* _提供本文_:
ミャンマー(ビルマ)知・動・説の行方(第13話)
「シャンである」ことと「シャンになる」ことをひも解く

 民族をどうとらえるか―。各地で民族問題や紛争が絶えない世界のいまを理解するために、この問いが持つ重みは、かつてないほど高まっています。一般的に、民族とは宗教や言語、文化、そして歴史を共有し、民族意識により結び付いた人々の集まりを指すとされますが、多民族国家ミャンマーをフィールドにしてきた文化人類学者で広島大学名誉教授の髙谷紀夫さんは、文化と社会のリアリティに迫るためには、民族同士の関係の特異性や、各民族の中にある多様性にも注目し、立体的で柔軟な民族観の構築が必要だと言います。

 特にビルマとシャンの関係に注目してきた髙谷さんが、多民族国家であるにもかかわらず民族の観点から語られることが少ないミャンマー社会について、立体的、かつ柔軟に読み解く連載の第13話です。

北部シャン州のラショーで開かれた「全国シャン新年祝賀会」の開会式の様子(2018年12月8日、筆者撮影)

第三回全国シャン新年祝賀会(ラショー、2018年12月6~9日) 

 今回は、2018年12月に北部シャン州の中心地、ラショーで開かれたシャン新年祝賀会に参加した時のことを紹介しよう。これは、2012年のケントゥン(第8話参照)と、2014年のタウンジー(第10話参照)に続きシャン文芸文化協会の中央本部が主導した三回目の全国レベルの祝賀会で、シャン暦の元日(ビルマ暦ナドー月白分1日)にあたる西暦の12月8日をはさんで前後4日間にわたり盛大に開催され、全国からシャン文芸文化協会34団体の代表者が集まった。

* _課題内容_:
本文について、次の問いに答えてください。
(a) 髙谷紀夫さんはどの大学の名誉教授ですか。
(b) 第三回全国シャン新年祝賀会はどこで開かれましたか。
(c) 祝賀会には、シャン文芸文化協会の何団体の代表者が集まりましたか。

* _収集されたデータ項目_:
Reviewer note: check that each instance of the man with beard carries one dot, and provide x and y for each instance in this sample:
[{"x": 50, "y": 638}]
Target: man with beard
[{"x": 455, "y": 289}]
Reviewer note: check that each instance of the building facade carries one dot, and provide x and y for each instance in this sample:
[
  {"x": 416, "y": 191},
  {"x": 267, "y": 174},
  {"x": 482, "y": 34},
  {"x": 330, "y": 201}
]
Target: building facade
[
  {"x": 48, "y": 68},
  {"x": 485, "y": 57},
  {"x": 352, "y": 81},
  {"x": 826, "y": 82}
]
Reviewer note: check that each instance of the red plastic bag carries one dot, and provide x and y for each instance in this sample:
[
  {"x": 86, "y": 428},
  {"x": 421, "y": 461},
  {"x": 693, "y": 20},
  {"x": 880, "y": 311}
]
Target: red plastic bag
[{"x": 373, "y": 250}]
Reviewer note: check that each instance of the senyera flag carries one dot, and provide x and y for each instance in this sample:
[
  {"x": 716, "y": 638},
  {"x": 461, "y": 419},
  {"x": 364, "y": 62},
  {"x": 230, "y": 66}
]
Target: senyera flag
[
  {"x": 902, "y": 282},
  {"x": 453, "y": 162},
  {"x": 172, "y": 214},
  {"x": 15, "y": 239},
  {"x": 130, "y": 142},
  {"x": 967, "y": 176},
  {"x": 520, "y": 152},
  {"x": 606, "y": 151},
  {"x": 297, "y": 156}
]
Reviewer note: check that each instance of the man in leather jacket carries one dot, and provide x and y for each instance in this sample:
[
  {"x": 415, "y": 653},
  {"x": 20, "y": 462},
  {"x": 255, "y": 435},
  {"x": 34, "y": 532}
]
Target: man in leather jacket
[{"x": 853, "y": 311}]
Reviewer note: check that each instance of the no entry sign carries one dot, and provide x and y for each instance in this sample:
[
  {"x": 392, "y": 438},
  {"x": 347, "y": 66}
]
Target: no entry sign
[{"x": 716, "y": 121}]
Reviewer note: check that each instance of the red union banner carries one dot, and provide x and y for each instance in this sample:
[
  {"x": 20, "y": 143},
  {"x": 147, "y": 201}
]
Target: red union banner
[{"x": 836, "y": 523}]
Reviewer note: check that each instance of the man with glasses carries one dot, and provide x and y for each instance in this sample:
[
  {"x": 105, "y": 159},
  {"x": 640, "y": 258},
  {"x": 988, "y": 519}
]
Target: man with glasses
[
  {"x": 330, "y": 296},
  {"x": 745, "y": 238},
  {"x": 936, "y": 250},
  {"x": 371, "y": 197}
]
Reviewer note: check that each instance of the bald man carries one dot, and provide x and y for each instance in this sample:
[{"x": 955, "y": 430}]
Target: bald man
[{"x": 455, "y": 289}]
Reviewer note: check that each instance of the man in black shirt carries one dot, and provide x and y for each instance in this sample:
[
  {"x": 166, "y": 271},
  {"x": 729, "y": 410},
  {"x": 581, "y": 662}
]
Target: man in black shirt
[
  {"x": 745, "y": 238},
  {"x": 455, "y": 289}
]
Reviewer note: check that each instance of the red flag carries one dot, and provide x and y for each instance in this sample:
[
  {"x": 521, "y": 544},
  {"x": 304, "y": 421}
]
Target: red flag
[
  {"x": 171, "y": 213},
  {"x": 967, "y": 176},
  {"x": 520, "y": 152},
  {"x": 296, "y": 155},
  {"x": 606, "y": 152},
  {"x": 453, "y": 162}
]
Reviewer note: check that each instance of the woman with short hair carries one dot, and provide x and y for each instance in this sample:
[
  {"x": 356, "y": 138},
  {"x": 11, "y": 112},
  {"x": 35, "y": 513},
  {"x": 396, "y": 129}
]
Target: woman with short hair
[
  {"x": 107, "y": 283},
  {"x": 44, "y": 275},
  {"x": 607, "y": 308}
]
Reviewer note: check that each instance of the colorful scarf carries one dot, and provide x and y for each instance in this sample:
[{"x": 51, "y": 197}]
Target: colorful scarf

* _完成解答_:
(a) 広島大学
(b) 北部シャン州のラショー
(c) 34団体